*Task data*:
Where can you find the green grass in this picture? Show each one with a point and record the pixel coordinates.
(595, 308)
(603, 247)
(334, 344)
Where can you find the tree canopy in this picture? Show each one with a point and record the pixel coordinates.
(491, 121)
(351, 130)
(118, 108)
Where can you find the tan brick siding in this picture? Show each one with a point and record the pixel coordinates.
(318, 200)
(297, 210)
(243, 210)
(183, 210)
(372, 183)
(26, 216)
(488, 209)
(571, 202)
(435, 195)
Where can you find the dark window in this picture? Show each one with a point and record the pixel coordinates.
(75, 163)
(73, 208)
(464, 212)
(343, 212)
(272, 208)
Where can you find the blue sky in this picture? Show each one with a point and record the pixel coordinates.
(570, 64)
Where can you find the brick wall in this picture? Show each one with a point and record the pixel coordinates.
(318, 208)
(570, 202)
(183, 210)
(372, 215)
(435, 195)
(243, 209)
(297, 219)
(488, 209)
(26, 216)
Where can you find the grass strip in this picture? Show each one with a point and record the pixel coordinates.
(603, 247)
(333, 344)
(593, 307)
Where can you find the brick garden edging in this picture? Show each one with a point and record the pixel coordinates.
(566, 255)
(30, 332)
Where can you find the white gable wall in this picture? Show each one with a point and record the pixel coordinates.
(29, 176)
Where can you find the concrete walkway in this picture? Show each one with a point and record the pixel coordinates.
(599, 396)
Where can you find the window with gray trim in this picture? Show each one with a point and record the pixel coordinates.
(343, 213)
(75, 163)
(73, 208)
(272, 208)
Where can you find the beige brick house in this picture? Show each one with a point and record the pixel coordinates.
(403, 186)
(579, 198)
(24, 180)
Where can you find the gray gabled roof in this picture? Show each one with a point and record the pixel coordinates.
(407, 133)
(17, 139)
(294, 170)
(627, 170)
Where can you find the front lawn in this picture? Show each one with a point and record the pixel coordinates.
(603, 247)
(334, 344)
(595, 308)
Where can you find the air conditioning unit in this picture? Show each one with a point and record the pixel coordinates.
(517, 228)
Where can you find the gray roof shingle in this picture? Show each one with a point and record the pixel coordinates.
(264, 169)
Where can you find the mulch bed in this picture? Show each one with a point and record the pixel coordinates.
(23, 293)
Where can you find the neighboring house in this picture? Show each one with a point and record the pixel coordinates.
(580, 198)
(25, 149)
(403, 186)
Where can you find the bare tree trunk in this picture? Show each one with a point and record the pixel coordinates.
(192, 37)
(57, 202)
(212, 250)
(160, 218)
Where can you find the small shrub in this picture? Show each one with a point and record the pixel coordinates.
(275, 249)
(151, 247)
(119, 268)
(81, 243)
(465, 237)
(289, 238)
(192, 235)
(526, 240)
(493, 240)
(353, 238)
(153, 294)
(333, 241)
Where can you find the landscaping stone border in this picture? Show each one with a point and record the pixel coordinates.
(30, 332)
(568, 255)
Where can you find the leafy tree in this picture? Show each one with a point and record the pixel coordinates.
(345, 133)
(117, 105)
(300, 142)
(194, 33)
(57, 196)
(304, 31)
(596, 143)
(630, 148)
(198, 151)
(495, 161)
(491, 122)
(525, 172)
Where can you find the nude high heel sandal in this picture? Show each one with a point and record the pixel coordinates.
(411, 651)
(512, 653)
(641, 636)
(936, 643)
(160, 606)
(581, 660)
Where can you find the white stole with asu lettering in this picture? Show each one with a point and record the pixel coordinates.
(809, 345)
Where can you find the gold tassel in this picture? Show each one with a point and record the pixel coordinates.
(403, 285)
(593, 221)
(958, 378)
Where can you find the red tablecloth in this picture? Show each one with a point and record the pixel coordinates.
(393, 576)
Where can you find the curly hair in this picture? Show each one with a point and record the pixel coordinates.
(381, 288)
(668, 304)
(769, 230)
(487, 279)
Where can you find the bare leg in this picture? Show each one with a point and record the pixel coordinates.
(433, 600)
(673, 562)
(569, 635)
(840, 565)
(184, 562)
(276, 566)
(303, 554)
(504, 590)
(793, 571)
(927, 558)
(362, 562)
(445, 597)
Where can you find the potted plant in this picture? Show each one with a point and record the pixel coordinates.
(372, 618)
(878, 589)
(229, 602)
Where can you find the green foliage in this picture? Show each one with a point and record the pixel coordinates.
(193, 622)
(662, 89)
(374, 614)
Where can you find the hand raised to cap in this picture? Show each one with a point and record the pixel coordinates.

*Problem statement*: The answer should be the full listing, repeated without any change.

*Result for this exercise*:
Where can you find the green grass in this picture? Show each one with a point and record the pixel coordinates.
(595, 308)
(603, 247)
(334, 344)
Where can you find the tree canopy in this picture? Show each one with a point and record the pixel coordinates.
(491, 121)
(351, 130)
(118, 108)
Where can you find the tan brick siding in this picture? Show each one with a point and record the pixel coordinates.
(318, 200)
(297, 210)
(243, 210)
(183, 210)
(372, 183)
(26, 216)
(488, 209)
(571, 202)
(435, 195)
Where can you find the dark window in this picture? Show each one with a point and record the pixel coordinates.
(75, 163)
(73, 208)
(464, 212)
(343, 212)
(272, 208)
Where can you find the blue sky in this picture? Show each one with a point and record the pixel coordinates.
(570, 64)
Where can you find the brick wall in this picture? Show each one with a point and record the pixel coordinates.
(318, 208)
(570, 202)
(183, 210)
(372, 215)
(435, 195)
(243, 209)
(297, 219)
(488, 209)
(26, 216)
Where can you find the grass strip in this picture? Show each one with a point and record the pixel coordinates.
(603, 247)
(333, 344)
(593, 307)
Where can you find the brick garden edging in this picture? Show each one with a point and record the pixel coordinates.
(566, 255)
(30, 332)
Where can you find the white gable wall in this picture? Show each one with a point and record the pixel coordinates.
(29, 176)
Where can you find the concrete walkway in this picture? Show each one with a point and record the pixel coordinates.
(599, 396)
Where can you find the window with gray trim in this picture? Show each one with a point and record the pixel coordinates.
(343, 213)
(75, 163)
(73, 208)
(272, 208)
Where can you find the beige brick house in this picture? Show each one with a point and record the pixel coordinates.
(403, 186)
(579, 198)
(24, 180)
Where can you find the gray gabled roof in this picture? Show each one with a point and record the pixel coordinates.
(407, 133)
(17, 139)
(294, 170)
(627, 170)
Where can you find the front lawn in this picture? Show each one with a point and record the pixel coordinates.
(603, 247)
(334, 344)
(595, 308)
Where can you find the air conditioning unit in this picture? Show each one with a point and record the pixel coordinates.
(517, 228)
Where can you find the gray roof shingle in this picture? Show each one with a point and record the pixel coordinates.
(264, 169)
Where can you find the mulch bed in this picture? Show each one with a point and record the pixel coordinates.
(23, 293)
Where can you find the neighboring house in this picture? Show each one with a point and record the pixel coordinates.
(580, 198)
(25, 149)
(403, 186)
Where can you find the bare tree trunk in this picture? Show each one with a point and record the pixel coordinates.
(192, 37)
(57, 202)
(212, 250)
(160, 218)
Where can you find the small shrub in this picture? Show each one with a point and record the pixel coordinates.
(275, 249)
(151, 247)
(119, 268)
(81, 243)
(465, 237)
(289, 238)
(192, 235)
(526, 240)
(493, 240)
(353, 238)
(153, 294)
(333, 241)
Where can you find the landscaping stone border in this picture? Show each one with a point and record the pixel coordinates.
(30, 332)
(568, 255)
Where can you find the leafy tree in this picture? Show each one with a point and record the pixel coordinates.
(345, 133)
(117, 105)
(300, 142)
(194, 33)
(57, 196)
(304, 31)
(596, 143)
(630, 148)
(198, 151)
(495, 161)
(491, 122)
(525, 172)
Where can you find the nude high heel sandal in this picture? Show each one with a point and record the pixel coordinates.
(411, 651)
(512, 653)
(641, 636)
(936, 643)
(160, 606)
(581, 660)
Where can you find the white stole with asu lettering in this picture? Show each one with a point and record the pixel coordinates.
(809, 345)
Where can you find the gold tassel in this picture? Show each one with a point and record the pixel coordinates.
(403, 285)
(593, 221)
(958, 378)
Where can you find the red tablecloth in this picture? Show each one with a point and record the pixel coordinates.
(393, 576)
Where can you find the curly hair in this picture? Show each one with a point and record the pixel coordinates.
(381, 288)
(668, 304)
(769, 230)
(487, 279)
Where can you find the bare leg in this picture? Show each one with a point and record the pixel coordinates.
(433, 600)
(673, 562)
(569, 635)
(840, 565)
(184, 562)
(276, 566)
(303, 554)
(504, 590)
(793, 571)
(927, 558)
(362, 562)
(445, 597)
Where can you find the potted plant in this picture? Show each one with a point and record the pixel coordinates.
(372, 618)
(878, 589)
(229, 602)
Where can you find the green foliage in this picture? Show each one with a point and record the pixel coordinates.
(193, 622)
(662, 89)
(374, 614)
Where can you find the hand raised to cap in this picture? Show each one with a point and record the pixel coordinates.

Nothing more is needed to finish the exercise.